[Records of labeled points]
----------------------------------------
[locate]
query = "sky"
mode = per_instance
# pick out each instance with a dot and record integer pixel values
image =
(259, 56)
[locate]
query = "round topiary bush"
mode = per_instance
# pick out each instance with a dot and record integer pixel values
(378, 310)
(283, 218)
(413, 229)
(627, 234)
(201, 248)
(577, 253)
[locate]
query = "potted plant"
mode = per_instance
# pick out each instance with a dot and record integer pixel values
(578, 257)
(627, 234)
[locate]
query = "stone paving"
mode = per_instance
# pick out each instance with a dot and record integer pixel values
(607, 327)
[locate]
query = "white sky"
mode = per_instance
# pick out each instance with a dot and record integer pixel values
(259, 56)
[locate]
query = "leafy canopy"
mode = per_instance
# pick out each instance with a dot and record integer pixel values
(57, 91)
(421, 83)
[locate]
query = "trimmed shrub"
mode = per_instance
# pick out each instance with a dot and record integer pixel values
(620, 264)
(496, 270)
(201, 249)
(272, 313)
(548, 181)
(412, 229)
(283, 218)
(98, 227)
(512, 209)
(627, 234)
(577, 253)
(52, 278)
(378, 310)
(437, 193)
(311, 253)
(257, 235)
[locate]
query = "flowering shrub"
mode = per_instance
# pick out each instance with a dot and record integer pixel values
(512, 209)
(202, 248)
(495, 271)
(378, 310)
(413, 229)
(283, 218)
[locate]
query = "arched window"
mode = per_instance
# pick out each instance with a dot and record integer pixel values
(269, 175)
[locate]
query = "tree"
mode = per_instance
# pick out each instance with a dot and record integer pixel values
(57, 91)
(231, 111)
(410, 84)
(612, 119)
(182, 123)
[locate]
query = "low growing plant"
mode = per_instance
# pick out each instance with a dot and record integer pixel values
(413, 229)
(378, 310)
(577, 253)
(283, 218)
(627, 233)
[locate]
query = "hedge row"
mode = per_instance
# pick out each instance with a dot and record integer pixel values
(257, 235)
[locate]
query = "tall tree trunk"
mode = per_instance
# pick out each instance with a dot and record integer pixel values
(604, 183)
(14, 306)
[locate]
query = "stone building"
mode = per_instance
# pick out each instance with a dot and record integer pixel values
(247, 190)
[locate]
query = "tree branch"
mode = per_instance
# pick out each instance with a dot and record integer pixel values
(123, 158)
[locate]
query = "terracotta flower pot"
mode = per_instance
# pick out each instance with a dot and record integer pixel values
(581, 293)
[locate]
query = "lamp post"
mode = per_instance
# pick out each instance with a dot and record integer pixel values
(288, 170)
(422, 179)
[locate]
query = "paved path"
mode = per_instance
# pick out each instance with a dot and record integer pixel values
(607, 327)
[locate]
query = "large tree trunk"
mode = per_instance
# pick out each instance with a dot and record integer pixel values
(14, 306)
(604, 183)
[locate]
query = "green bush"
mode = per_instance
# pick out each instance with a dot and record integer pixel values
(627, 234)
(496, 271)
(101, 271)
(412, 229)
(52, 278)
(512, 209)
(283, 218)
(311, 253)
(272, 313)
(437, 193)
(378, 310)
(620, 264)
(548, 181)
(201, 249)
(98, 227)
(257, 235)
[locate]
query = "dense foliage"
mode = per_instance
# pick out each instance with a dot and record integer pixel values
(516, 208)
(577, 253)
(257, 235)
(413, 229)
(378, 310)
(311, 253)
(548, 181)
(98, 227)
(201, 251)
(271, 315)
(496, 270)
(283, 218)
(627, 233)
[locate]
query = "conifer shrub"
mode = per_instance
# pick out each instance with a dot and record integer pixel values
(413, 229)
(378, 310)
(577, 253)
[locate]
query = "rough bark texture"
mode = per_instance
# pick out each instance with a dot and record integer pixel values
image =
----------------------------------------
Repeat the data verbatim.

[locate]
query = "sky"
mode = per_instance
# pick out each instance with a dot and record integer pixel values
image =
(259, 56)
[locate]
query = "round topiary bush"
mode = per_instance
# pick out each instance with a dot and record integer pixel values
(378, 310)
(283, 218)
(413, 229)
(627, 234)
(201, 248)
(577, 253)
[locate]
query = "potted plant"
mode = per_instance
# pick out each instance with a dot and record integer pixel values
(578, 257)
(627, 234)
[locate]
query = "stone paving"
mode = per_instance
# pick out each instance with a dot and record integer pixel values
(607, 327)
[locate]
query = "white sky"
mode = per_instance
# pick out each instance with a dot and record integer pixel values
(259, 56)
[locate]
query = "leafy canopy"
mode = per_instance
# pick out each instance with a dot and record integer pixel values
(57, 91)
(421, 83)
[locate]
query = "trimmed shrub"
mode = per_instance
# pick out each instance with a dot and record integer pixel values
(620, 264)
(496, 270)
(201, 249)
(272, 313)
(548, 181)
(412, 229)
(283, 218)
(98, 227)
(512, 209)
(627, 234)
(577, 253)
(52, 278)
(378, 310)
(437, 193)
(311, 253)
(257, 235)
[locate]
query = "flowering shrub"
mode = per_instance
# pick out each instance with a dot and record integer pixel values
(512, 209)
(202, 248)
(495, 271)
(378, 310)
(413, 229)
(283, 218)
[locate]
query = "arched window"
mode = per_instance
# pick out each instance with a dot and record integer pixel values
(269, 175)
[locate]
query = "tree"
mode = per_instance
# pick out each instance with a dot and record integer pixel values
(57, 91)
(231, 111)
(410, 84)
(612, 119)
(182, 123)
[locate]
query = "low growing plant"
mode = per_instance
# pick out each instance with a dot and record integer pixel values
(413, 229)
(378, 310)
(577, 253)
(283, 218)
(627, 233)
[locate]
query = "hedge row"
mode = per_instance
# pick out each instance with a dot and record integer pixel values
(257, 235)
[locate]
query = "tall tree trunk"
mode = per_instance
# pick out each instance with a dot and record integer pixel values
(604, 183)
(14, 306)
[locate]
query = "stone building"
mode = per_instance
# pick out each instance with a dot and record integer pixel values
(247, 190)
[locate]
query = "tree branch"
mode = per_instance
# pick out each instance with a dot and record integer pixel values
(123, 158)
[locate]
query = "terracotta flower pot"
mode = per_instance
# pick out each instance with a dot and record integer pixel values
(581, 293)
[locate]
query = "lamp post"
mode = per_instance
# pick out each instance with a dot and record integer pixel values
(288, 170)
(422, 179)
[locate]
query = "paved path"
mode = per_instance
# pick out each instance with a dot and record integer pixel values
(607, 327)
[locate]
query = "large tree trunk"
mode = per_instance
# pick out each instance with a dot and record integer pixel values
(14, 306)
(604, 183)
[locate]
query = "green bush"
mode = per_instance
# pick out each instance with a dot and record integer pixel values
(627, 234)
(496, 271)
(101, 271)
(412, 229)
(52, 278)
(512, 209)
(283, 218)
(311, 253)
(272, 313)
(437, 193)
(378, 310)
(620, 264)
(548, 181)
(201, 249)
(98, 227)
(257, 235)
[locate]
query = "dense foliage"
mode = per_instance
# pick out each instance with a dot and record integer pixel values
(516, 208)
(577, 253)
(257, 235)
(413, 229)
(378, 310)
(311, 253)
(548, 181)
(98, 227)
(201, 251)
(271, 315)
(496, 270)
(283, 218)
(627, 233)
[locate]
query = "conifer shrub"
mode = per_instance
# pick out each instance with a dot and record integer pixel values
(413, 229)
(378, 310)
(577, 253)
[locate]
query = "rough bark texture"
mode = per_instance
# pick out each instance with a dot and record integer pixel values
image =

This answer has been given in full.